▼

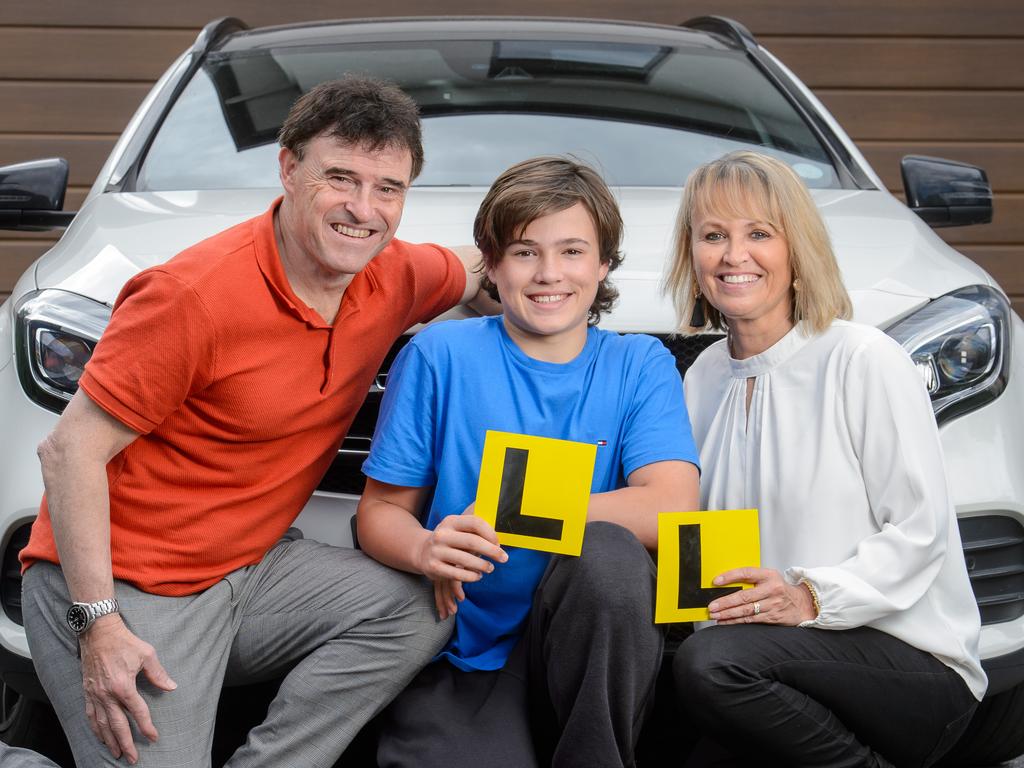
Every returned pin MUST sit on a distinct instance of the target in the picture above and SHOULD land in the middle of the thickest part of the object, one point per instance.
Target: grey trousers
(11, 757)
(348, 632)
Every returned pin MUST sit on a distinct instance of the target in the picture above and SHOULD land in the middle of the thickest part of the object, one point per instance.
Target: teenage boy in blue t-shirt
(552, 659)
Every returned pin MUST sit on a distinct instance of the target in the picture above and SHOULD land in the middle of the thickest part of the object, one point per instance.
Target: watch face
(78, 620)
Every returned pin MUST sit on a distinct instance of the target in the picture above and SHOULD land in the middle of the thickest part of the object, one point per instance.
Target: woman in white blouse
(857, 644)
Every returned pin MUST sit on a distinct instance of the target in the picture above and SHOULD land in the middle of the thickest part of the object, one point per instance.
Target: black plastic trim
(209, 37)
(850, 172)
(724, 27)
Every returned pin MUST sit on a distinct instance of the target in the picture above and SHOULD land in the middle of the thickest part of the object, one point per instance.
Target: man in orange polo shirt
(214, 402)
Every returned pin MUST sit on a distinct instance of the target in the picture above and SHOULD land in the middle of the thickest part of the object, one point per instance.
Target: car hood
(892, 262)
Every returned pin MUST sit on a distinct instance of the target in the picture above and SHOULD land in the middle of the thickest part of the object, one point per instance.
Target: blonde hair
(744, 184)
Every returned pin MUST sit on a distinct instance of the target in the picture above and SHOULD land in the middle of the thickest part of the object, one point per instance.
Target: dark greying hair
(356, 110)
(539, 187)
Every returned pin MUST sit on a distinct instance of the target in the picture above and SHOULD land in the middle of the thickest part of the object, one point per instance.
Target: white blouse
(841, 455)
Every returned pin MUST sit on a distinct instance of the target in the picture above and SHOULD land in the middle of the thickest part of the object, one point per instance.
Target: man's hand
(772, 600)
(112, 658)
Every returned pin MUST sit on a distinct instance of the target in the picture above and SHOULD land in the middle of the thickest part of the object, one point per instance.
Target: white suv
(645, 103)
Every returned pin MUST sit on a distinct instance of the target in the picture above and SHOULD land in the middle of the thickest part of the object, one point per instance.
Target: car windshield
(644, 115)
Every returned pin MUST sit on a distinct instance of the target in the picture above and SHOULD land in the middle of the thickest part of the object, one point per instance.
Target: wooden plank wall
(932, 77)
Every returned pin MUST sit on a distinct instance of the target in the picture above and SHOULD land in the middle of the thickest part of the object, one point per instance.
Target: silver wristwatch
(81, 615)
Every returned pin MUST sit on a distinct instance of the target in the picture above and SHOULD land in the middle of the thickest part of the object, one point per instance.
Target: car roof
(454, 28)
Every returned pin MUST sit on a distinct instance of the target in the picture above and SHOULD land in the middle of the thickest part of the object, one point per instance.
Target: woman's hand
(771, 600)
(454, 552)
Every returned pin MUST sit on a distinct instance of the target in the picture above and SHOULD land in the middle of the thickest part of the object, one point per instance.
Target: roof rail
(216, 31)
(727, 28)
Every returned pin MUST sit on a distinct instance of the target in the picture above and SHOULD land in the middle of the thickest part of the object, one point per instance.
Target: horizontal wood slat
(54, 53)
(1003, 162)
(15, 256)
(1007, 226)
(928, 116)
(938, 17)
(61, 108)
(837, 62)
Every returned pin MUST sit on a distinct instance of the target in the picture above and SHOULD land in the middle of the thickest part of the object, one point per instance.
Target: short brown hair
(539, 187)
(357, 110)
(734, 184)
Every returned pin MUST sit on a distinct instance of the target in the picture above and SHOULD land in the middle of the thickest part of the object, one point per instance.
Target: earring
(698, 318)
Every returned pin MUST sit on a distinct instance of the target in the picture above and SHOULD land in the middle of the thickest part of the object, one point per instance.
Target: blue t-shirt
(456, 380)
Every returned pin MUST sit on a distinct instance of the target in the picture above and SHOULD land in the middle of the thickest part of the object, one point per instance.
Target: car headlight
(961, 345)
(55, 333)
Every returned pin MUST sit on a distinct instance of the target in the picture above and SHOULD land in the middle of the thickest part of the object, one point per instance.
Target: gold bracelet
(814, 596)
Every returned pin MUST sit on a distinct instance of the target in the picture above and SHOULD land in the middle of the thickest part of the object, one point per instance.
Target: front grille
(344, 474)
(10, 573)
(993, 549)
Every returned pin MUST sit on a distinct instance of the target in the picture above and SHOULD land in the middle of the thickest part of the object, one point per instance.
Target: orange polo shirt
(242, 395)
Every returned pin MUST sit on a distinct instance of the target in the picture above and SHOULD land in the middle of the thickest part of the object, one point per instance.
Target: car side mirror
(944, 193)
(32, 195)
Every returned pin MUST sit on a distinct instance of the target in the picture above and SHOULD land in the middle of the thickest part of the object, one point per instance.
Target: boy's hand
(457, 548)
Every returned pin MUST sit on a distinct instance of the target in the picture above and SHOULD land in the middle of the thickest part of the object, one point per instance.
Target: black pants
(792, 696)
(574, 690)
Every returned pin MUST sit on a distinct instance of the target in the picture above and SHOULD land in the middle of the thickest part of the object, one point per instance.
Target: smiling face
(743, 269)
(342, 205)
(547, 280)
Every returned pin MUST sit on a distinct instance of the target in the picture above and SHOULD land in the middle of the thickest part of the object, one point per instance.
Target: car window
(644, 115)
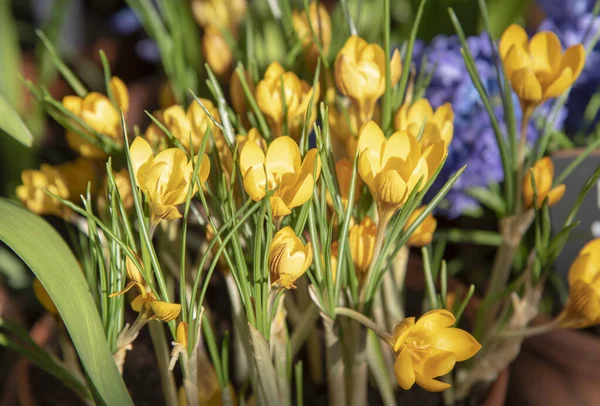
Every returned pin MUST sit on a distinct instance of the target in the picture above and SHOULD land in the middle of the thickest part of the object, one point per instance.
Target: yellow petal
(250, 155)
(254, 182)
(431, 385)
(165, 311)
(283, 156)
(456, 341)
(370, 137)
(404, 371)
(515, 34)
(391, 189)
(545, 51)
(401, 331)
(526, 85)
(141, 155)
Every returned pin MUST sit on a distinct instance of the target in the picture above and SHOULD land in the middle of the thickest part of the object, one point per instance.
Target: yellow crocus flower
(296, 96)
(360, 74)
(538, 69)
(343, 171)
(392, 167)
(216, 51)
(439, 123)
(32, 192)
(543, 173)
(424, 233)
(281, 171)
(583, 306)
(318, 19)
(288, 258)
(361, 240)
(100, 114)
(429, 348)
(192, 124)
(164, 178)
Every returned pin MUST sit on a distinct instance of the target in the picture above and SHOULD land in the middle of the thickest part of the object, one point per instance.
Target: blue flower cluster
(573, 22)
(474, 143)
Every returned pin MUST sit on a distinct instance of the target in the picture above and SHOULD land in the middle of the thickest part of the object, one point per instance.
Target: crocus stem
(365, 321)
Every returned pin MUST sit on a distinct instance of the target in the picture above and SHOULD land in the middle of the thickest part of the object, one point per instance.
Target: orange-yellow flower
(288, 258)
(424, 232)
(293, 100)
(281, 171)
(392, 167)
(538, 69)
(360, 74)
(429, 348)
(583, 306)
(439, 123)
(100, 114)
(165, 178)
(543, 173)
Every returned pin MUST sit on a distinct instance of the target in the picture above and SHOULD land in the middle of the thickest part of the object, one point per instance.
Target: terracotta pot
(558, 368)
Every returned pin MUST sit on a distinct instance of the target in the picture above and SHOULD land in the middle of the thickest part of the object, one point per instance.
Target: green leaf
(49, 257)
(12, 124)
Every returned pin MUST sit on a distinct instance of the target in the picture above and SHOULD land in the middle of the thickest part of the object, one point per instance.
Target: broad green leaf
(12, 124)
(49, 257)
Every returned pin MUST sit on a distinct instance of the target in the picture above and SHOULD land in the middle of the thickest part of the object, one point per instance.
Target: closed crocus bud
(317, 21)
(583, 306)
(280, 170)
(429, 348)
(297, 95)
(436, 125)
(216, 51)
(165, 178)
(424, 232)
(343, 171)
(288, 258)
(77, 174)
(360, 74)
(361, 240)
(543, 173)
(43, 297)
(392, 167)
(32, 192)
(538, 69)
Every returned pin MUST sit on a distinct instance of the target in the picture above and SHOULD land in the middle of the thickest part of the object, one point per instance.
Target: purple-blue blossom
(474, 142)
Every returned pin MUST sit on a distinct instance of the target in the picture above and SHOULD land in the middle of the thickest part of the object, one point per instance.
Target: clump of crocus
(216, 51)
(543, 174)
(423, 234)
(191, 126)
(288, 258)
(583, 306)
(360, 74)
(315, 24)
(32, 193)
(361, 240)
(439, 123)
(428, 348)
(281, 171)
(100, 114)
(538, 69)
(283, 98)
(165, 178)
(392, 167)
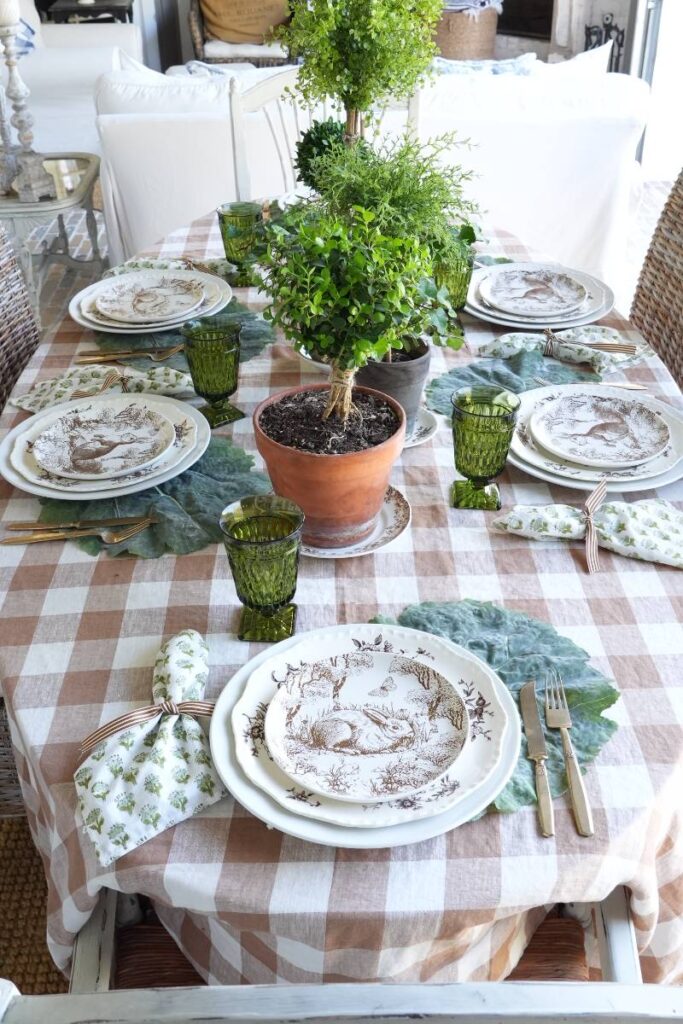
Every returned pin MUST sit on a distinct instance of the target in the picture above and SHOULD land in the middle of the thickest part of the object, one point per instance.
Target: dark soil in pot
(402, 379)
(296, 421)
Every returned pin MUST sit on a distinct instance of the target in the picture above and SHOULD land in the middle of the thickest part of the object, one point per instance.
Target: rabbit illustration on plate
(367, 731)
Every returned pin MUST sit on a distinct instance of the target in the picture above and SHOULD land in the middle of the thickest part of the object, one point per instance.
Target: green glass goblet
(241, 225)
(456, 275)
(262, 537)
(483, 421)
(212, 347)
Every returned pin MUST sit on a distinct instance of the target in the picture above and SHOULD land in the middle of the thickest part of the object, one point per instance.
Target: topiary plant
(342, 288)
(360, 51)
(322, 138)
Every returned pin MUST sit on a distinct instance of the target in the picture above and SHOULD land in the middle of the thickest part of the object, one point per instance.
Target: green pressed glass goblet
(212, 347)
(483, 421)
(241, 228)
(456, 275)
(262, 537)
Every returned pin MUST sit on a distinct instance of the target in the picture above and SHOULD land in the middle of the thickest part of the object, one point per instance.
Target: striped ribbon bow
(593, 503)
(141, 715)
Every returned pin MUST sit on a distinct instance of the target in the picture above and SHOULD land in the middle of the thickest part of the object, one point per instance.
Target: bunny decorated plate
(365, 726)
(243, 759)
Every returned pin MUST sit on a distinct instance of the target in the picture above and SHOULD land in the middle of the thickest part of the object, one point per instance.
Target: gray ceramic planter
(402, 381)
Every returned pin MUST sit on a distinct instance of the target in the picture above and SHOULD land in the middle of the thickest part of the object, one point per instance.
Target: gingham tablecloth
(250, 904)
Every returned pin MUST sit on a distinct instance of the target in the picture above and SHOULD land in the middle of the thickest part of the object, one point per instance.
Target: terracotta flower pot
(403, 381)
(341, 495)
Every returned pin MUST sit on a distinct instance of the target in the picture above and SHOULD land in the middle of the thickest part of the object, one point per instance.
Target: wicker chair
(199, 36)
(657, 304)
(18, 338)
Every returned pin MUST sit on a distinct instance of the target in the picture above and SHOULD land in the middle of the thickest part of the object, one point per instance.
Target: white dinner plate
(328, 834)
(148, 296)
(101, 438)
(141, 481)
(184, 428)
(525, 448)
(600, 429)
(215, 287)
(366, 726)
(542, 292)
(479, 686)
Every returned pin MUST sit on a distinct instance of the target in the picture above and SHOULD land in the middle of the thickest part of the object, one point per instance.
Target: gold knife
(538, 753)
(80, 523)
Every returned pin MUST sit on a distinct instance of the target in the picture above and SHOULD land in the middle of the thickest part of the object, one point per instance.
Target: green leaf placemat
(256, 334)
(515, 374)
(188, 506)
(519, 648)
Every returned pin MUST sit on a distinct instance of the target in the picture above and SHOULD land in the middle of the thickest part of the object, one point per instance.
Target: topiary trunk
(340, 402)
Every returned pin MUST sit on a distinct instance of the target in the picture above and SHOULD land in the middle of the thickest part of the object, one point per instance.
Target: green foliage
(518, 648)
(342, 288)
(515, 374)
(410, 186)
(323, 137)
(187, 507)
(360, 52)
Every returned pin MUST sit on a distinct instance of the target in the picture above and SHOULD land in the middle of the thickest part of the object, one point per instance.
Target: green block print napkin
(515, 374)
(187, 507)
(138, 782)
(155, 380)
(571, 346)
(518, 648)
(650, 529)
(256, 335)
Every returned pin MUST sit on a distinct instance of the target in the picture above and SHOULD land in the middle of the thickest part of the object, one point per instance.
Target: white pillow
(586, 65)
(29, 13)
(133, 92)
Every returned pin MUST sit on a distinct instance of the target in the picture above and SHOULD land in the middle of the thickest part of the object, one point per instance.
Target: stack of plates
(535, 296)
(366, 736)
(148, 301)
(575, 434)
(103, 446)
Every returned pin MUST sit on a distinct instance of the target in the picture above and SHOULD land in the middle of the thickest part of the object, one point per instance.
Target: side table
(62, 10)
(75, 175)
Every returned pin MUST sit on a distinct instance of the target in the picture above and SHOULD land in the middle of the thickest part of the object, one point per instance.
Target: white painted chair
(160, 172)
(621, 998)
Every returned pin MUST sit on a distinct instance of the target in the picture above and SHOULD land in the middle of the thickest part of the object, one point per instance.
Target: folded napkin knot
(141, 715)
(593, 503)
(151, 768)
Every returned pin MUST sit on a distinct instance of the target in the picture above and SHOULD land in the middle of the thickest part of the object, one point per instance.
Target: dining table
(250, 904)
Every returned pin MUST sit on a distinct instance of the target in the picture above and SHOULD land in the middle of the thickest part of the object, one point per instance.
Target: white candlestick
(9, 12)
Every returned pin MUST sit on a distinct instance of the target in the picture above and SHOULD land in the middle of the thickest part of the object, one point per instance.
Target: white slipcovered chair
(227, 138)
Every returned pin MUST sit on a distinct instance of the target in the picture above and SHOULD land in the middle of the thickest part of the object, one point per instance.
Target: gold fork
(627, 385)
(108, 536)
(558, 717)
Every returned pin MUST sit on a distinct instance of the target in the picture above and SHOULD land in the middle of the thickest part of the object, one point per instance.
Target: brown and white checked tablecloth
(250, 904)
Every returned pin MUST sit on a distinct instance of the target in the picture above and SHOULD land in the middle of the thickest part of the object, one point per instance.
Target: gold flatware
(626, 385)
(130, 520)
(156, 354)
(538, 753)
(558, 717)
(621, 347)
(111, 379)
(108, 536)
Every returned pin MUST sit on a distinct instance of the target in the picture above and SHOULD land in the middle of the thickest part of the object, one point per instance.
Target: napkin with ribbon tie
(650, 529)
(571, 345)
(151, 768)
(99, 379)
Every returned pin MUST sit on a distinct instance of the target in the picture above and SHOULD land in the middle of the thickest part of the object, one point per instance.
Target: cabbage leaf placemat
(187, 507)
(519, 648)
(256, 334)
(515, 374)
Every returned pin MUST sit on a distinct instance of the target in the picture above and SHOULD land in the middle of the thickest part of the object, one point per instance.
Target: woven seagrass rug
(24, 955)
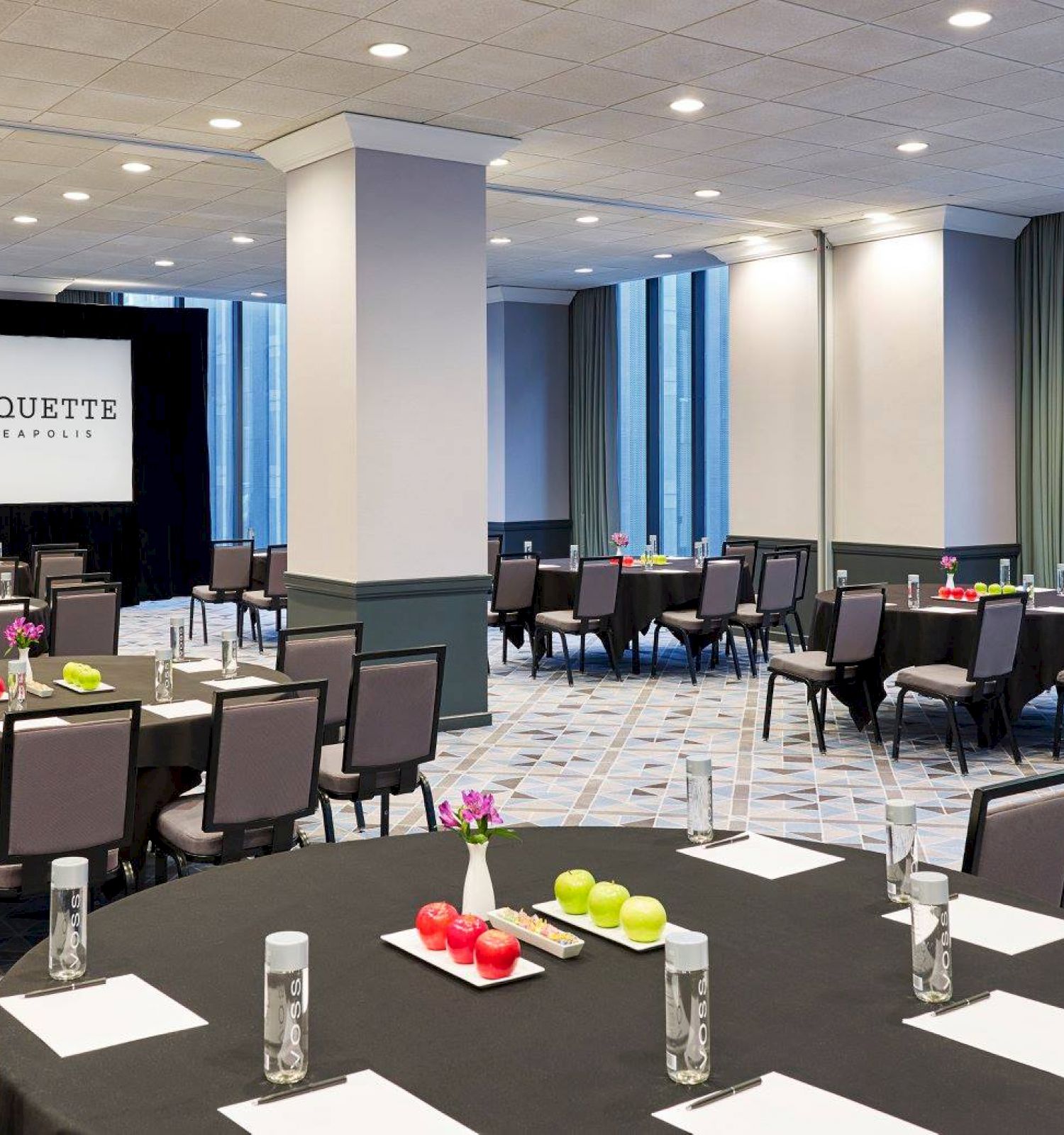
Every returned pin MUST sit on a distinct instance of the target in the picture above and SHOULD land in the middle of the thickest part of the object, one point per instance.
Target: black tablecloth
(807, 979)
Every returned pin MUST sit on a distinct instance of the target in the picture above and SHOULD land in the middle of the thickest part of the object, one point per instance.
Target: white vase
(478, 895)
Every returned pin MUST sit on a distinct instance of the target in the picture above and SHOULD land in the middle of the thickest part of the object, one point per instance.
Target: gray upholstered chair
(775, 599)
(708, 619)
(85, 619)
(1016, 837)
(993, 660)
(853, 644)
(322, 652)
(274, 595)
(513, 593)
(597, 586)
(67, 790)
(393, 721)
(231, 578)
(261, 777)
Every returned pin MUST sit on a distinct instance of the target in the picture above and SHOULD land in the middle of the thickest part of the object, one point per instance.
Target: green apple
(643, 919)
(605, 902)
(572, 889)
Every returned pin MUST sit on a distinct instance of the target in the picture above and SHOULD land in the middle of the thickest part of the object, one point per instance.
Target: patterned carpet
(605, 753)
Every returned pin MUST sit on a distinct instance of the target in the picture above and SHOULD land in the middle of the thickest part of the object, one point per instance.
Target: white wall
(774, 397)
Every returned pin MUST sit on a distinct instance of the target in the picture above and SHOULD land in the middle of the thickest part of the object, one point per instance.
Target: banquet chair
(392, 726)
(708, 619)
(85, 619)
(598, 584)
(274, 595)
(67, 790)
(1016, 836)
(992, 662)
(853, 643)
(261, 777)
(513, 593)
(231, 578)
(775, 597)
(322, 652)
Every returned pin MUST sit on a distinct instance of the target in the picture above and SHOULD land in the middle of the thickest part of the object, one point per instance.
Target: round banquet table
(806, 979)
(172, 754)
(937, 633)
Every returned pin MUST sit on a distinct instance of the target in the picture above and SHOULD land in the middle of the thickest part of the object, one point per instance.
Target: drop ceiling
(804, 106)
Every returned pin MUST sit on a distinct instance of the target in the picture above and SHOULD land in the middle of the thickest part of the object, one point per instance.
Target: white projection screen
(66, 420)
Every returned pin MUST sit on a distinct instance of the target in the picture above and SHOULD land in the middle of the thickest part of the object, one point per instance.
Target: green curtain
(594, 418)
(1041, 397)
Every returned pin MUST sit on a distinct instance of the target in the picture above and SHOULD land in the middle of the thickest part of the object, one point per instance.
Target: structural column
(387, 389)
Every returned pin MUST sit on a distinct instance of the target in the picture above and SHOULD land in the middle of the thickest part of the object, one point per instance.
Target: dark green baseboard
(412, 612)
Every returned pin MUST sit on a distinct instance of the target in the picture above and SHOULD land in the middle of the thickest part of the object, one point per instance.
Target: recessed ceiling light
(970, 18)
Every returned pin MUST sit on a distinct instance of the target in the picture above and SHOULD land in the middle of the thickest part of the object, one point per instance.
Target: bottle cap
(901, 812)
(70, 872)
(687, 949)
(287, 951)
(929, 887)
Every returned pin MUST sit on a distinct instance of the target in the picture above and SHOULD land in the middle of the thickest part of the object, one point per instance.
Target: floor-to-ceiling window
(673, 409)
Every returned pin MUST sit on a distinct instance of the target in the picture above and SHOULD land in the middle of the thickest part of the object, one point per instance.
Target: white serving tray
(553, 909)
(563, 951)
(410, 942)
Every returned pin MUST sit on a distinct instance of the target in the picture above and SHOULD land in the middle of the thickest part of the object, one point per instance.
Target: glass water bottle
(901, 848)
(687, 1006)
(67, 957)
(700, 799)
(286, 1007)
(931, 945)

▲

Please pull out every line above that contains the word "brown" and copy each one in full.

Target: short brown hair
Target: brown and white checked tablecloth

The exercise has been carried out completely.